◆ **WORK TO DO**
Output exactly, please, the lines of the records below from the one containing "small glass dish" through the final line.

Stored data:
%%
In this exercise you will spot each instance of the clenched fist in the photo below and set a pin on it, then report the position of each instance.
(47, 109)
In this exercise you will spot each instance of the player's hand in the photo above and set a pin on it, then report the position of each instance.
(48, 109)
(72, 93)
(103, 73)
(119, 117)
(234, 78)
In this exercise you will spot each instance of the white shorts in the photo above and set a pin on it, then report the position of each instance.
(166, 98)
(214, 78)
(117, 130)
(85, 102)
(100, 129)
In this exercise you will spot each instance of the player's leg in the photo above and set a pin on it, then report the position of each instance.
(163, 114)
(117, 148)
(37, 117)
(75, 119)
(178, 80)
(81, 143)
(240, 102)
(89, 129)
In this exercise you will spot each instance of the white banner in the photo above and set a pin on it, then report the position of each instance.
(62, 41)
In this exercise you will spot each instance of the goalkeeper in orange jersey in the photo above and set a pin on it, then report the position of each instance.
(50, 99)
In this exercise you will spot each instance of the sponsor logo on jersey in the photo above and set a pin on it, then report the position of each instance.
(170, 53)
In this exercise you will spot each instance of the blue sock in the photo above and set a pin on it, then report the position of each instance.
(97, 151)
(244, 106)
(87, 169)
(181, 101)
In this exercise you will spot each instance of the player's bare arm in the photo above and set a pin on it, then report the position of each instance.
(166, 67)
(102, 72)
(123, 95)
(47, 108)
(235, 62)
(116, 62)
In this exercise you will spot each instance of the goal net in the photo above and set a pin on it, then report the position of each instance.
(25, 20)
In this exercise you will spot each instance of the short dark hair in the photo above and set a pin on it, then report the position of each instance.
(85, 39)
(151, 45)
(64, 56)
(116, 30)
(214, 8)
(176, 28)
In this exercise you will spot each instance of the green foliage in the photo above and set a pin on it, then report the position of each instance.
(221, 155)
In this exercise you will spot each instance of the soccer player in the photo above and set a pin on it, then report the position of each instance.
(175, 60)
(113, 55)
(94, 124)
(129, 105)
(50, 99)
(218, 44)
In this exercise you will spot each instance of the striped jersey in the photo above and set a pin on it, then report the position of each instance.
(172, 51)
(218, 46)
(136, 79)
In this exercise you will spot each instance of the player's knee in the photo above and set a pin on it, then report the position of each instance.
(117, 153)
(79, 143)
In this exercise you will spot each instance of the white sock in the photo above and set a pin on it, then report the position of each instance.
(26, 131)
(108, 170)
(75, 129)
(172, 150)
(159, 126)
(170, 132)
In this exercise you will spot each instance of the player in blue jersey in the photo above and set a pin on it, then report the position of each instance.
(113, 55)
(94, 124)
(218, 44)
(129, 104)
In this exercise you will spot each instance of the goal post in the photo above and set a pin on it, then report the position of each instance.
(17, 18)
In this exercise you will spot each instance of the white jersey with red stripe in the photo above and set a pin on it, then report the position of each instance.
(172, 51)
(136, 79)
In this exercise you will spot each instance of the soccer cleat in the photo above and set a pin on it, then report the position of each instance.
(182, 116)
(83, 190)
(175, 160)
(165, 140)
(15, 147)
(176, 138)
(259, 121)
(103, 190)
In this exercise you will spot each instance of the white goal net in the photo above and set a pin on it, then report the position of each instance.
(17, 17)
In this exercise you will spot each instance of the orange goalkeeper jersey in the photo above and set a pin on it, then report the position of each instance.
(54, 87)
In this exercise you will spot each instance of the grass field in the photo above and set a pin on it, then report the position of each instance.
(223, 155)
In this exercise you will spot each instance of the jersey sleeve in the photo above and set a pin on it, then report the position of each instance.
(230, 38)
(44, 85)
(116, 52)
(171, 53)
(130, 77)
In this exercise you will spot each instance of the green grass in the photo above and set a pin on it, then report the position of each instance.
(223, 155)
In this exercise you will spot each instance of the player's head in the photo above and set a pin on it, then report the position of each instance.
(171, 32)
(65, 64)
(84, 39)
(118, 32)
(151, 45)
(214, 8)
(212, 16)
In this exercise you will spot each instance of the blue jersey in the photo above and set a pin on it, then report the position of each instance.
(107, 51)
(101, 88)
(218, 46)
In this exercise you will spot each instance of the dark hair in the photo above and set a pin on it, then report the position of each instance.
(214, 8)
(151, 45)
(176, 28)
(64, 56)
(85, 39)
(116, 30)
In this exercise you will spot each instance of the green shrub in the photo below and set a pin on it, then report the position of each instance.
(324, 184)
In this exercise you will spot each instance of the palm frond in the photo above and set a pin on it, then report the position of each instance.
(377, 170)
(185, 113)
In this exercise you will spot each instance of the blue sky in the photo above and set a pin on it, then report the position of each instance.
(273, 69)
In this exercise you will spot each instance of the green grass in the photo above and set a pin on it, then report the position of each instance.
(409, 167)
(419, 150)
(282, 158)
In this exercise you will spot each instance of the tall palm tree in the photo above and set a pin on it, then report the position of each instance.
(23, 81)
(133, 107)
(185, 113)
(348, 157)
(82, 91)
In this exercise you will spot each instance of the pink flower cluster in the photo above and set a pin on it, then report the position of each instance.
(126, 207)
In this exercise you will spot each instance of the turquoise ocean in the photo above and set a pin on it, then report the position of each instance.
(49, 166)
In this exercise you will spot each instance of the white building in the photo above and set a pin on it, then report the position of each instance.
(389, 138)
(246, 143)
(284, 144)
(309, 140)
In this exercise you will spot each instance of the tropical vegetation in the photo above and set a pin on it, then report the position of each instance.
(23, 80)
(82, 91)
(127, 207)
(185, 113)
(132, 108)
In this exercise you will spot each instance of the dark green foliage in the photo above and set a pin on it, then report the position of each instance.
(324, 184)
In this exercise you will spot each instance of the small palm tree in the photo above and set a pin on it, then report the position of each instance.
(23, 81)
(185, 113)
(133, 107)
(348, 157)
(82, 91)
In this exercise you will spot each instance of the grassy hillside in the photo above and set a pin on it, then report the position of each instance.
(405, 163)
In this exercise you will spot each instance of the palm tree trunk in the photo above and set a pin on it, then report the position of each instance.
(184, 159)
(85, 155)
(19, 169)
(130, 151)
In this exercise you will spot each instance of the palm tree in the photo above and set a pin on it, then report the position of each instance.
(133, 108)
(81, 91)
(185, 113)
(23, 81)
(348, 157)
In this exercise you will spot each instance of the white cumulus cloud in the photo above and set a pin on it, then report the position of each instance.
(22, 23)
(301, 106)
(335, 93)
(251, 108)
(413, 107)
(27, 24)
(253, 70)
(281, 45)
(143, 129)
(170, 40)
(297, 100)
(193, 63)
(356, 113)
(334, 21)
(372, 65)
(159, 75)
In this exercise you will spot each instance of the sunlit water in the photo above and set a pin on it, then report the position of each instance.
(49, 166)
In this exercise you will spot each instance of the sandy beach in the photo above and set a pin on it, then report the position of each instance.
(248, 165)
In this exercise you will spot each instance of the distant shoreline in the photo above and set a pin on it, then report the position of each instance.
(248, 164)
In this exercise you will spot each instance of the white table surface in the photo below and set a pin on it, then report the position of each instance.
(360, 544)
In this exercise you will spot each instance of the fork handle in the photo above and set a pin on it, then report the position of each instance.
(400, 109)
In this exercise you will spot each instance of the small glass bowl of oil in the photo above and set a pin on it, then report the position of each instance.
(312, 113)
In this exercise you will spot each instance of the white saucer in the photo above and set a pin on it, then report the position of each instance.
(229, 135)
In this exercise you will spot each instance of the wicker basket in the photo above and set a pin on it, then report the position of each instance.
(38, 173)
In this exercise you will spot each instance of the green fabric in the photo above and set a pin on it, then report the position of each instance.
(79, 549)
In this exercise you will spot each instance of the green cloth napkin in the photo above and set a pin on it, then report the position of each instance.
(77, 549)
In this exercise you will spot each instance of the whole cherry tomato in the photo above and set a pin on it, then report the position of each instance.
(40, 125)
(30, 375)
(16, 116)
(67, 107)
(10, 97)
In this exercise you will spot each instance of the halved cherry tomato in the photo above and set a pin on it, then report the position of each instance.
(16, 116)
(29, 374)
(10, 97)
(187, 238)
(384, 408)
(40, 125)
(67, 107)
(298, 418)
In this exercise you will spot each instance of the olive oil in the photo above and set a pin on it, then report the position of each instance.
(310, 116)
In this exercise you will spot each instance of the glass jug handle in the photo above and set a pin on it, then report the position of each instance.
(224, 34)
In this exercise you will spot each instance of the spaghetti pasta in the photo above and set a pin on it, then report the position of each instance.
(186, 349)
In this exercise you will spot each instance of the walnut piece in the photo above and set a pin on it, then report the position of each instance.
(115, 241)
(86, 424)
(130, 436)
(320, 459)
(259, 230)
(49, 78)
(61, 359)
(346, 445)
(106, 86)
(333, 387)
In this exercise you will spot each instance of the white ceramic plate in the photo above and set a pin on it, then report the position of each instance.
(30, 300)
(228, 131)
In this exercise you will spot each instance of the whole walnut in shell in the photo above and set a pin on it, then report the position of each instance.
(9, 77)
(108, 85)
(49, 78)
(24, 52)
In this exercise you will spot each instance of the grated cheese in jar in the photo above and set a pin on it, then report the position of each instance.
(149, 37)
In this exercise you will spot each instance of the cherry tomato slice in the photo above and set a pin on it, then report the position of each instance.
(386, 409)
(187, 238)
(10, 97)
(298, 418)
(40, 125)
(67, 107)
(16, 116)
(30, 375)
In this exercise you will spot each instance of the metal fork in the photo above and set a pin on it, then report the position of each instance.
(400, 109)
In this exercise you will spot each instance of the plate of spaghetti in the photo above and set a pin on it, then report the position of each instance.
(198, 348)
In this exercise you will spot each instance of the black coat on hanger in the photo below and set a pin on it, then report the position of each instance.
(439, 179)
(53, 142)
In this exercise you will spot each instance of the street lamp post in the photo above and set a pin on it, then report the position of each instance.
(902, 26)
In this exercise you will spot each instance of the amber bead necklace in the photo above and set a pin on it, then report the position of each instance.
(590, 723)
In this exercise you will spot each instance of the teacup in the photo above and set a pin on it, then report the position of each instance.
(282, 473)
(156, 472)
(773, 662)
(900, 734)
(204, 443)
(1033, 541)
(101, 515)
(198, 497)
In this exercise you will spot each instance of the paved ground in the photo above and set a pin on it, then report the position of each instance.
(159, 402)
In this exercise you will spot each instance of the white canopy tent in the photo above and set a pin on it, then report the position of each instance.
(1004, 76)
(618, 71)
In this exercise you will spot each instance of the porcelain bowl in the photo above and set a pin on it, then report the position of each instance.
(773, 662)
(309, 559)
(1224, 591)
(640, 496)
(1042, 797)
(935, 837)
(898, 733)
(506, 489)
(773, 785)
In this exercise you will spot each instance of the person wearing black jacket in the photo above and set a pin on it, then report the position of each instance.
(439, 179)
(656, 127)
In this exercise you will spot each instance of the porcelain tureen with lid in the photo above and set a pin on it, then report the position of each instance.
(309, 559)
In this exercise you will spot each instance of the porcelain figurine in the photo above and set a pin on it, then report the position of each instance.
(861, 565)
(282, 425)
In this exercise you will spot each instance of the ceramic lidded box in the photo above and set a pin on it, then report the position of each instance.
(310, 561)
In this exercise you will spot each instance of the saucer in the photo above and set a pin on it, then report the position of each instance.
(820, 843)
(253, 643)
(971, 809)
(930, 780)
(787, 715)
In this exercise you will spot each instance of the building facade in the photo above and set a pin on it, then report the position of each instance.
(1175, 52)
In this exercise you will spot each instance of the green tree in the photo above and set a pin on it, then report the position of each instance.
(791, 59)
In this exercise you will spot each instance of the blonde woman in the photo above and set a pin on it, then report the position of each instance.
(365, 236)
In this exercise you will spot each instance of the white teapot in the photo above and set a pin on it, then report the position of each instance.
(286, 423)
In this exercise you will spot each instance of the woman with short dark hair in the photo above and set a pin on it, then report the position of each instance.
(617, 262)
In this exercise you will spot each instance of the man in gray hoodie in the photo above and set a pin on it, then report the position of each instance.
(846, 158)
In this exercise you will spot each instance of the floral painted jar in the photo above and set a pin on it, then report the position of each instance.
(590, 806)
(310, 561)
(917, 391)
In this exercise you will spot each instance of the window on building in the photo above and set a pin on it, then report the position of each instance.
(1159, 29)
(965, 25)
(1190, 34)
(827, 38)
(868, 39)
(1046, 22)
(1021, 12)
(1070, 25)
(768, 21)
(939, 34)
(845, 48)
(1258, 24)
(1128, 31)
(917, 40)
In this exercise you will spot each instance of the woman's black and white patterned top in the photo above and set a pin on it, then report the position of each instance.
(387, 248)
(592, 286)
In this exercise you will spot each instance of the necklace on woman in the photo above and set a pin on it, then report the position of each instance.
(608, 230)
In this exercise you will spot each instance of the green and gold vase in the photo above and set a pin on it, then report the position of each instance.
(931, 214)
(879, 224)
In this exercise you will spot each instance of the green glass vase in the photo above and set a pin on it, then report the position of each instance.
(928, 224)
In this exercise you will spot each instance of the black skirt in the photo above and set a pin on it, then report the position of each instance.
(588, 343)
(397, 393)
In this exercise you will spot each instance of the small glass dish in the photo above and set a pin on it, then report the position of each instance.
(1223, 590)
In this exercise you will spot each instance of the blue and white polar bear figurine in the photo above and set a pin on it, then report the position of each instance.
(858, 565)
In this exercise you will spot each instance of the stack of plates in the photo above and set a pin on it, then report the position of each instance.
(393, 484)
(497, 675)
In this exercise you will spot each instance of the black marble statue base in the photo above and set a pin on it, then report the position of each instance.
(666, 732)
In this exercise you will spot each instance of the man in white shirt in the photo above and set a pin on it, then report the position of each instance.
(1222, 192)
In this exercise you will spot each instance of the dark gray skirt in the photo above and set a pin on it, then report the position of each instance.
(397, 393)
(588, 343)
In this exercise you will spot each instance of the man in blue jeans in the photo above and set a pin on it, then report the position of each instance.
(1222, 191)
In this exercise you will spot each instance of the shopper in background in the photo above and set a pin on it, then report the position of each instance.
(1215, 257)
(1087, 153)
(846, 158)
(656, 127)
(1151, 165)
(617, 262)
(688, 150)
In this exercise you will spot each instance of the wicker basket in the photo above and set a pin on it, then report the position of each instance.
%%
◆ **ANSWER**
In this exercise you will spot each instance of the small glass dish in the photo above and set a pin on it, then report the position of each instance.
(1223, 590)
In this exercise you will spot each instance of the blue and white polar bear figurine in the photo above and set a pin on it, then report the position of each instance.
(858, 565)
In this exercise you will spot each instance of the stack of plates in the photo above and set a pin on it, then report the position of each instance.
(393, 484)
(497, 675)
In this exercise you will spot each instance of the black marble statue base in the photo above and set a pin on it, then report the position of each instance.
(666, 732)
In this exercise you will spot each instance of the man in white shirt in the photo above and set a pin on it, then report the position of each instance.
(1222, 192)
In this exercise you will spot each instance of the dark gray skirt in the photo above and set a pin on it, then report the position of each instance.
(397, 393)
(588, 343)
In this exercise you will spot each instance of the man in blue jeans in the photo above and set a pin on it, then report the position of each instance.
(1222, 191)
In this exercise you will spot each instance of the shopper in background in the photo above and set a pin on it, then report the position of each instance.
(1215, 257)
(1087, 153)
(846, 158)
(656, 127)
(1151, 165)
(617, 262)
(688, 150)
In this exercise you will spot each instance of the wicker basket in the photo above and set a pin on it, then report the position of each instance.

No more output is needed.